**Dataset excerpts:**
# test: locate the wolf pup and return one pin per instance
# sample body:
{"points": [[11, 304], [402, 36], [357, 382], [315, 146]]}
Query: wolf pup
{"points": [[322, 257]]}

==

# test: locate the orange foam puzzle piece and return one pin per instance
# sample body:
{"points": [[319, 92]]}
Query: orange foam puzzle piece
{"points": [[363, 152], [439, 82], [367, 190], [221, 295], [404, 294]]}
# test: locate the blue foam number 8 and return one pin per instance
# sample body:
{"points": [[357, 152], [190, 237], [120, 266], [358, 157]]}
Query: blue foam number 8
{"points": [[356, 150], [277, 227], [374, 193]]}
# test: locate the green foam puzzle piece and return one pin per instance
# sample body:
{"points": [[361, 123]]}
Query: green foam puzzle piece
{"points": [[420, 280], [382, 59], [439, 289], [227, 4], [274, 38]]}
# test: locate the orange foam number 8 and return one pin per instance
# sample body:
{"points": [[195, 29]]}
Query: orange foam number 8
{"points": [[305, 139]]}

...

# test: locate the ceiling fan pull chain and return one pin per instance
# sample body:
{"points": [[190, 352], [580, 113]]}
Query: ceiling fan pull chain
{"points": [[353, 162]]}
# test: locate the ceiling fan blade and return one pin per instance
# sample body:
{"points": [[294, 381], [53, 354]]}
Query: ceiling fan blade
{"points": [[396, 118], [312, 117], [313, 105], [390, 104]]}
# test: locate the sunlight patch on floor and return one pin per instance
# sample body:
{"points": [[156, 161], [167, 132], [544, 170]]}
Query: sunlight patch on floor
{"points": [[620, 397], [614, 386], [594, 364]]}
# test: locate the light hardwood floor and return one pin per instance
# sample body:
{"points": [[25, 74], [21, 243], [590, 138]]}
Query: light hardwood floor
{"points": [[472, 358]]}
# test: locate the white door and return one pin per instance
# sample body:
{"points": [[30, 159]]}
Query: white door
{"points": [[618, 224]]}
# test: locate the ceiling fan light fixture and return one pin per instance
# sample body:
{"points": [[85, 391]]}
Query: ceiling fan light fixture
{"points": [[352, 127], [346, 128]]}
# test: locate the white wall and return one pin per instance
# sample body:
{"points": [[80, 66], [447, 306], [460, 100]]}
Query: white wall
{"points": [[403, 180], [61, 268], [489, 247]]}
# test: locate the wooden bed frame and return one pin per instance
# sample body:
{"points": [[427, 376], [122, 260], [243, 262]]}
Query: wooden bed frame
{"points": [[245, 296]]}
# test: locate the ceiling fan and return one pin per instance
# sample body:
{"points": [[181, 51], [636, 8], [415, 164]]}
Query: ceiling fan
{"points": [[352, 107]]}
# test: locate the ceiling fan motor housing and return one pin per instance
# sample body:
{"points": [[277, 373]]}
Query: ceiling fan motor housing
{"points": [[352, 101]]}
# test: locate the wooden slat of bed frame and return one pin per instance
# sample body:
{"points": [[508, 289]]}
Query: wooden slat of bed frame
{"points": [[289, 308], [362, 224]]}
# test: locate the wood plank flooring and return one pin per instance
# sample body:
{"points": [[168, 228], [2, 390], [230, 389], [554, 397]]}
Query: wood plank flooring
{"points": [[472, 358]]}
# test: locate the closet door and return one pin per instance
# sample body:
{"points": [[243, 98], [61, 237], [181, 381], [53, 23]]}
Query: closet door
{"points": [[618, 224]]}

**Directions:** How many of the lines above contain the word "blue"? Reply with the number only.

**Result below:** 2